**GIVEN ENTRIES:**
···

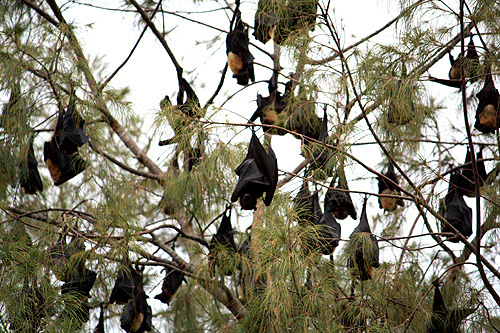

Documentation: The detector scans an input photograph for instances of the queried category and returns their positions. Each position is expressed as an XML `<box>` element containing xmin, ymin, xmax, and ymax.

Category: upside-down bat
<box><xmin>293</xmin><ymin>179</ymin><xmax>321</xmax><ymax>225</ymax></box>
<box><xmin>474</xmin><ymin>71</ymin><xmax>499</xmax><ymax>134</ymax></box>
<box><xmin>441</xmin><ymin>172</ymin><xmax>472</xmax><ymax>243</ymax></box>
<box><xmin>94</xmin><ymin>303</ymin><xmax>105</xmax><ymax>333</ymax></box>
<box><xmin>19</xmin><ymin>137</ymin><xmax>43</xmax><ymax>194</ymax></box>
<box><xmin>378</xmin><ymin>162</ymin><xmax>404</xmax><ymax>212</ymax></box>
<box><xmin>231</xmin><ymin>131</ymin><xmax>278</xmax><ymax>210</ymax></box>
<box><xmin>58</xmin><ymin>89</ymin><xmax>89</xmax><ymax>155</ymax></box>
<box><xmin>387</xmin><ymin>62</ymin><xmax>415</xmax><ymax>125</ymax></box>
<box><xmin>44</xmin><ymin>111</ymin><xmax>87</xmax><ymax>186</ymax></box>
<box><xmin>120</xmin><ymin>269</ymin><xmax>152</xmax><ymax>333</ymax></box>
<box><xmin>310</xmin><ymin>207</ymin><xmax>341</xmax><ymax>256</ymax></box>
<box><xmin>253</xmin><ymin>0</ymin><xmax>279</xmax><ymax>44</ymax></box>
<box><xmin>309</xmin><ymin>108</ymin><xmax>335</xmax><ymax>174</ymax></box>
<box><xmin>158</xmin><ymin>78</ymin><xmax>201</xmax><ymax>146</ymax></box>
<box><xmin>456</xmin><ymin>147</ymin><xmax>487</xmax><ymax>197</ymax></box>
<box><xmin>154</xmin><ymin>267</ymin><xmax>184</xmax><ymax>305</ymax></box>
<box><xmin>325</xmin><ymin>177</ymin><xmax>357</xmax><ymax>220</ymax></box>
<box><xmin>254</xmin><ymin>0</ymin><xmax>317</xmax><ymax>45</ymax></box>
<box><xmin>426</xmin><ymin>281</ymin><xmax>476</xmax><ymax>333</ymax></box>
<box><xmin>49</xmin><ymin>236</ymin><xmax>86</xmax><ymax>282</ymax></box>
<box><xmin>293</xmin><ymin>179</ymin><xmax>323</xmax><ymax>225</ymax></box>
<box><xmin>429</xmin><ymin>36</ymin><xmax>480</xmax><ymax>88</ymax></box>
<box><xmin>226</xmin><ymin>9</ymin><xmax>255</xmax><ymax>86</ymax></box>
<box><xmin>109</xmin><ymin>264</ymin><xmax>140</xmax><ymax>305</ymax></box>
<box><xmin>61</xmin><ymin>267</ymin><xmax>97</xmax><ymax>298</ymax></box>
<box><xmin>284</xmin><ymin>88</ymin><xmax>321</xmax><ymax>141</ymax></box>
<box><xmin>250</xmin><ymin>73</ymin><xmax>292</xmax><ymax>135</ymax></box>
<box><xmin>208</xmin><ymin>207</ymin><xmax>238</xmax><ymax>275</ymax></box>
<box><xmin>346</xmin><ymin>198</ymin><xmax>380</xmax><ymax>281</ymax></box>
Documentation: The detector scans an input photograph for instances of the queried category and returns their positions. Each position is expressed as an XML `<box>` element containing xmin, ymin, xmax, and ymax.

···

**DESCRIPTION OF THE TASK:**
Leave every picture out and output the records exactly.

**SOLUTION:**
Documentation: The detector scans an input photograph for instances of the queried category and returns their positions. Each position is expressed as an XML `<box>` element containing xmin, ymin, xmax, and ymax.

Category: upside-down bat
<box><xmin>293</xmin><ymin>179</ymin><xmax>321</xmax><ymax>225</ymax></box>
<box><xmin>474</xmin><ymin>71</ymin><xmax>499</xmax><ymax>134</ymax></box>
<box><xmin>441</xmin><ymin>172</ymin><xmax>472</xmax><ymax>243</ymax></box>
<box><xmin>94</xmin><ymin>303</ymin><xmax>105</xmax><ymax>333</ymax></box>
<box><xmin>19</xmin><ymin>137</ymin><xmax>43</xmax><ymax>194</ymax></box>
<box><xmin>378</xmin><ymin>162</ymin><xmax>404</xmax><ymax>212</ymax></box>
<box><xmin>231</xmin><ymin>131</ymin><xmax>278</xmax><ymax>210</ymax></box>
<box><xmin>58</xmin><ymin>89</ymin><xmax>89</xmax><ymax>155</ymax></box>
<box><xmin>387</xmin><ymin>62</ymin><xmax>415</xmax><ymax>125</ymax></box>
<box><xmin>44</xmin><ymin>111</ymin><xmax>87</xmax><ymax>186</ymax></box>
<box><xmin>120</xmin><ymin>269</ymin><xmax>152</xmax><ymax>333</ymax></box>
<box><xmin>310</xmin><ymin>207</ymin><xmax>341</xmax><ymax>256</ymax></box>
<box><xmin>253</xmin><ymin>0</ymin><xmax>279</xmax><ymax>44</ymax></box>
<box><xmin>309</xmin><ymin>108</ymin><xmax>335</xmax><ymax>174</ymax></box>
<box><xmin>158</xmin><ymin>78</ymin><xmax>201</xmax><ymax>146</ymax></box>
<box><xmin>456</xmin><ymin>147</ymin><xmax>487</xmax><ymax>197</ymax></box>
<box><xmin>154</xmin><ymin>267</ymin><xmax>184</xmax><ymax>305</ymax></box>
<box><xmin>325</xmin><ymin>177</ymin><xmax>357</xmax><ymax>220</ymax></box>
<box><xmin>254</xmin><ymin>0</ymin><xmax>317</xmax><ymax>45</ymax></box>
<box><xmin>426</xmin><ymin>281</ymin><xmax>476</xmax><ymax>333</ymax></box>
<box><xmin>49</xmin><ymin>236</ymin><xmax>86</xmax><ymax>282</ymax></box>
<box><xmin>293</xmin><ymin>179</ymin><xmax>323</xmax><ymax>225</ymax></box>
<box><xmin>429</xmin><ymin>36</ymin><xmax>480</xmax><ymax>88</ymax></box>
<box><xmin>226</xmin><ymin>9</ymin><xmax>255</xmax><ymax>86</ymax></box>
<box><xmin>109</xmin><ymin>264</ymin><xmax>140</xmax><ymax>305</ymax></box>
<box><xmin>61</xmin><ymin>267</ymin><xmax>97</xmax><ymax>298</ymax></box>
<box><xmin>284</xmin><ymin>88</ymin><xmax>321</xmax><ymax>141</ymax></box>
<box><xmin>250</xmin><ymin>73</ymin><xmax>292</xmax><ymax>135</ymax></box>
<box><xmin>208</xmin><ymin>207</ymin><xmax>238</xmax><ymax>275</ymax></box>
<box><xmin>346</xmin><ymin>198</ymin><xmax>380</xmax><ymax>281</ymax></box>
Documentation: The detector scans an input photograph for instances of the queried category and returns their positions. Each position is expressed as an XML `<box>` element containing xmin, ymin, xmax, and ymax.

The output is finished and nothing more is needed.